> [REQUIRED TASKS]
**A)** Print the part of the RAG assistant guide from "Keyword Only (Weight" to "vs Pure LLM)" word for word.
**B)** Proceed with the RAG assistant guide by writing what comes after its final sentence.

> [STUDY TEXT]
--

Step 2: Installation

Clone the reference project to your computer (or Colab/Cloud environment) and install it:

bash git clone https://github.com/naholav/rag-academic-assistant cd rag-academic-assistant pip install -r requirements.txt Note: The system uses the ChromaDB vector database and the Qwen model by default.

Step 3: Experimental Optimization (Critical Stage)

Using the “Interactive Parameter Exploration” section in the guide document as a reference, you must find the best settings for your own data. You are required to conduct the following 3 experiments and report the results:

🧪 Experiment A: Chunking Strategy

Test which size works better by dividing your texts into different sizes:

Small Chunk (200-400 tokens): For precise definitions and short answers.

Large Chunk (1000+ tokens): For complex topics requiring broad context.

Optimal: Generally, 800 tokens and 150 overlap are recommended; what is the situation with your data? .

Identify a question containing technical terms specific to your sector (e.g., “What is the performance of OCR-Qwen-32B?”).

Semantic Only (Weight 1.0): Performs meaning-based search.

Keyword Only (Weight 1.0 - BM25): Performs exact word matching.

Hybrid (Recommended): 70% Semantic + 30% Keyword. Which method found the correct page?

🤖 Experiment C: Accuracy Test (RAG vs Pure LLM)

Ask the model for a very specific piece of information found in your document.

Scenario 1 (Pure LLM): The model’s answer when RAG is off (Usually “I don’t know” or a hallucinated answer) .

--

> [ENTRIES PROVIDED]
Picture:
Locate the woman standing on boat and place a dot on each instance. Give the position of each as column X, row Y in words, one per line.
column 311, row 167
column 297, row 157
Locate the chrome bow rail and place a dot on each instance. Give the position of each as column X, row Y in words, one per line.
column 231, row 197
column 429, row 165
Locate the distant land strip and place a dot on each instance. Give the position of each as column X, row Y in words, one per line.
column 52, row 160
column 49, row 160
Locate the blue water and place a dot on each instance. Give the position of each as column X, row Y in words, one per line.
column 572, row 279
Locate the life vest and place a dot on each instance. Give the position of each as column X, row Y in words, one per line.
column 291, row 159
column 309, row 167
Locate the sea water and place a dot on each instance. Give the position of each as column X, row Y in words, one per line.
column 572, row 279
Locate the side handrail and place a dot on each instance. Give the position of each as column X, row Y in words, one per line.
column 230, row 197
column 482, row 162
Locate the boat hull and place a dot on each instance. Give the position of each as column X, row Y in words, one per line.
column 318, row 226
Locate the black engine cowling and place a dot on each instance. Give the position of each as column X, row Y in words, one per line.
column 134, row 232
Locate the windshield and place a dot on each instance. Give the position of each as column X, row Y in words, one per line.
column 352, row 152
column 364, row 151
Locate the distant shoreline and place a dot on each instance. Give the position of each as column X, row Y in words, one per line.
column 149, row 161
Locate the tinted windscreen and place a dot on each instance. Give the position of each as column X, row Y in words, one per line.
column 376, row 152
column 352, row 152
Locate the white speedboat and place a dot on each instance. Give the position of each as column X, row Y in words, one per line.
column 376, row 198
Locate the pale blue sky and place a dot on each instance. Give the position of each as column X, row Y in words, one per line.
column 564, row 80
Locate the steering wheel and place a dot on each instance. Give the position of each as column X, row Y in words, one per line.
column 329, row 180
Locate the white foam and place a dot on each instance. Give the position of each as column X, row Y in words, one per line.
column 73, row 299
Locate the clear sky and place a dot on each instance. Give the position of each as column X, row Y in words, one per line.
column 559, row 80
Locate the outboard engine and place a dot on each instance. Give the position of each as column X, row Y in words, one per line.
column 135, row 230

--

> [PER-TASK ANSWERS]
**A)**
Keyword Only (Weight 1.0 - BM25): Performs exact word matching.

Hybrid (Recommended): 70% Semantic + 30% Keyword. Which method found the correct page?

🤖 Experiment C: Accuracy Test (RAG vs Pure LLM)

**B)**
Scenario 2 (RAG): The answer provided when RAG is on, including citations .


📦 Deliverables

At the end of the project, you must prepare the following content:

GitHub Repository:

The PDF files you used. The working version of the project (if you made changes to the code).

Project Report (PDF):

Sector Definition: Which field did you choose? Parameter Table: The best settings you found for your data (Chunk Size, Overlap, Temperature, etc.). Evidence: Screenshots of the Q&A sessions obtained from Experiments A, B, and C.

💡 Tips and Troubleshooting

Hardware: The code uses CUDA (GPU) by default. If you do not have a GPU, change the device setting to cpu, but answer generation may slow down.

OOM (Out of Memory): If you get a memory error:

Reduce the Chunk Size (e.g., 500).

Decrease the Candidates to Retrieve count (e.g., 10 instead of 20).

Temperature Setting: Temperature: 0.3 (More consistent) is recommended for technical documents. You can increase this value for creative writing tasks.